__AIM OF THE EXERCISE__.
Pick out every line in the records below that contains the word "lawn" and copy each of those lines.

─── PROVIDED RECORDS

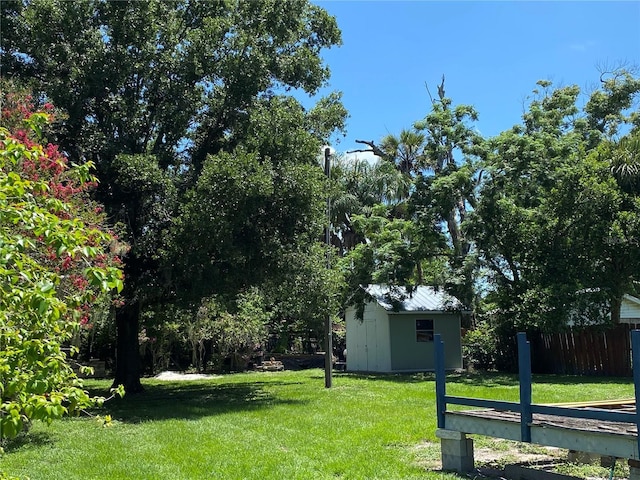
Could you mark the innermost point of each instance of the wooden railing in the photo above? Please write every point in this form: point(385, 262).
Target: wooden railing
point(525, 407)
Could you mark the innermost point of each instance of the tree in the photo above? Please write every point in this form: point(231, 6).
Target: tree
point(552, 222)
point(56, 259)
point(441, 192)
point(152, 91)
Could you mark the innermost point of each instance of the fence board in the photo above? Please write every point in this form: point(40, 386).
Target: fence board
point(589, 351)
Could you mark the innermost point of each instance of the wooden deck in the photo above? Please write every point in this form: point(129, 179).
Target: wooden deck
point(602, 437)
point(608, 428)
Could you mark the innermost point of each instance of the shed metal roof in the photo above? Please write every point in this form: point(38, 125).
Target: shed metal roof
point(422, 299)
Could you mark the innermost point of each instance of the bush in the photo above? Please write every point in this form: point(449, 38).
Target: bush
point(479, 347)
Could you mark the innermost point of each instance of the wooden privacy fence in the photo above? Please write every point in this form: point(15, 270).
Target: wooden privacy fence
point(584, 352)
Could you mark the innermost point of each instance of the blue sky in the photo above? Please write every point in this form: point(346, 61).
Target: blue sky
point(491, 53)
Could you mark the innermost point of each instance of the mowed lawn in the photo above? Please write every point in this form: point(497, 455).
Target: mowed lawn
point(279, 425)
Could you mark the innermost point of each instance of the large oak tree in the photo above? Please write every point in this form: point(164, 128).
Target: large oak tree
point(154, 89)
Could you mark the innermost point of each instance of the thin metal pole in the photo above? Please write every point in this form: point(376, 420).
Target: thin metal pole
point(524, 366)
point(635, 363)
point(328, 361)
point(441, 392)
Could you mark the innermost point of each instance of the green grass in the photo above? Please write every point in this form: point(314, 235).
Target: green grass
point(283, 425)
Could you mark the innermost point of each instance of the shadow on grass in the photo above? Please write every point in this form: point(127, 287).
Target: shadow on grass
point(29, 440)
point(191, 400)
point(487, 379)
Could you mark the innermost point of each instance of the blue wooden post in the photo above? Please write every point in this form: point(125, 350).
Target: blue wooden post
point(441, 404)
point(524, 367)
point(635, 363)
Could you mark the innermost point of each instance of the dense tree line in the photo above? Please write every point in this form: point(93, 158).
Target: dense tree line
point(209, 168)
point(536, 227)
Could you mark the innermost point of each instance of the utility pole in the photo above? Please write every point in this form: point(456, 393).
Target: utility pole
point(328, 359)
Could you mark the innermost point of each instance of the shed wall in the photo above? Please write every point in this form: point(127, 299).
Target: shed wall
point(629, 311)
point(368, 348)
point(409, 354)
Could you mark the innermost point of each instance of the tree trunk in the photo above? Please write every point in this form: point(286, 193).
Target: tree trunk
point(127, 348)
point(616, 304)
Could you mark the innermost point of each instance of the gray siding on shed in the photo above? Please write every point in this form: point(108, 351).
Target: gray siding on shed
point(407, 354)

──────
─── PROVIDED RECORDS

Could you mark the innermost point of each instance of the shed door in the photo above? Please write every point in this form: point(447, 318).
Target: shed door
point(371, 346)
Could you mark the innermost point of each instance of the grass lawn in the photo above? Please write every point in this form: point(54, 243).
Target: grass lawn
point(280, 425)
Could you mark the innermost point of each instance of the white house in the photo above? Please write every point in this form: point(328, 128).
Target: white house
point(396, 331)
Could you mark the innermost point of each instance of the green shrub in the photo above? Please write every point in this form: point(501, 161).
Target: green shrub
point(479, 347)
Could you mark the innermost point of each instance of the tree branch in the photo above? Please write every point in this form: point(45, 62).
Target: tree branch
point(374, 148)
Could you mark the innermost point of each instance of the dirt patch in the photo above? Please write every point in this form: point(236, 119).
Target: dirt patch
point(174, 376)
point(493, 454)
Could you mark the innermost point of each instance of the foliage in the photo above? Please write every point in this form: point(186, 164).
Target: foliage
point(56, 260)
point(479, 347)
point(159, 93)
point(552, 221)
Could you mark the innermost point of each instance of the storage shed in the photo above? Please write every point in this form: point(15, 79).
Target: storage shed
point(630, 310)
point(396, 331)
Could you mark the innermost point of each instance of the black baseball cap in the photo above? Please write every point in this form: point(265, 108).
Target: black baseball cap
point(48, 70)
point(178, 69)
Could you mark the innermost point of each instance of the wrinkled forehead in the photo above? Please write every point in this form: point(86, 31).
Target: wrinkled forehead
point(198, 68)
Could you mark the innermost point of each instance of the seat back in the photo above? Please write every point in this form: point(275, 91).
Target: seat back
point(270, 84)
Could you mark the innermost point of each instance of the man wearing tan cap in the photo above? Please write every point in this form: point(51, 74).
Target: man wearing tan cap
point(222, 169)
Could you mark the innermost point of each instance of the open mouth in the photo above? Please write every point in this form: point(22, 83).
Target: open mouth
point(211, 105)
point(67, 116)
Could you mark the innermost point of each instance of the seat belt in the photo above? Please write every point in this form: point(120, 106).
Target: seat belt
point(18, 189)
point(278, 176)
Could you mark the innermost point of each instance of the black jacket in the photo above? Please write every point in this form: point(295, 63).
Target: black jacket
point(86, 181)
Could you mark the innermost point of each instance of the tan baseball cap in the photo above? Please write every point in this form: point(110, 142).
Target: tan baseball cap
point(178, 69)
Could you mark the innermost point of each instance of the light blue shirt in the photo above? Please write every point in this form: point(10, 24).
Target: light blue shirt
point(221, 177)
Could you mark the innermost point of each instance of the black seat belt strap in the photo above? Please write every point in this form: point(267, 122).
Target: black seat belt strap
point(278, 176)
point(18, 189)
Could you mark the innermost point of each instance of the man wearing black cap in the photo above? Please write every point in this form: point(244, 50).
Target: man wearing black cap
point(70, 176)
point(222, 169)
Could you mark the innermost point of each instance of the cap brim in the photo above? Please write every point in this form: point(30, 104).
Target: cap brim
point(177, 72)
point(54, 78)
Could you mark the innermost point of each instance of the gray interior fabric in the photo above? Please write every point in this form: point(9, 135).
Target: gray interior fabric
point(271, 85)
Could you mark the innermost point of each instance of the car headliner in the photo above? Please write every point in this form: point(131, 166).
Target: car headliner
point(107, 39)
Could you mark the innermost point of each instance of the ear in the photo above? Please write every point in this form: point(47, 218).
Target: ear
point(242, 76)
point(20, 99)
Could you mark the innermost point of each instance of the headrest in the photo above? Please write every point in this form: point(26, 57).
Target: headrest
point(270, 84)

──────

__THE REPLY__.
Could you mark the innermost point of each instance of the mowed lawn in the photo above? Please write every point in this form: point(497, 455).
Target: mowed lawn
Could you mark the innermost point of each instance of the grass lawn in the photo above? Please write every point in this form: point(54, 243).
Target: grass lawn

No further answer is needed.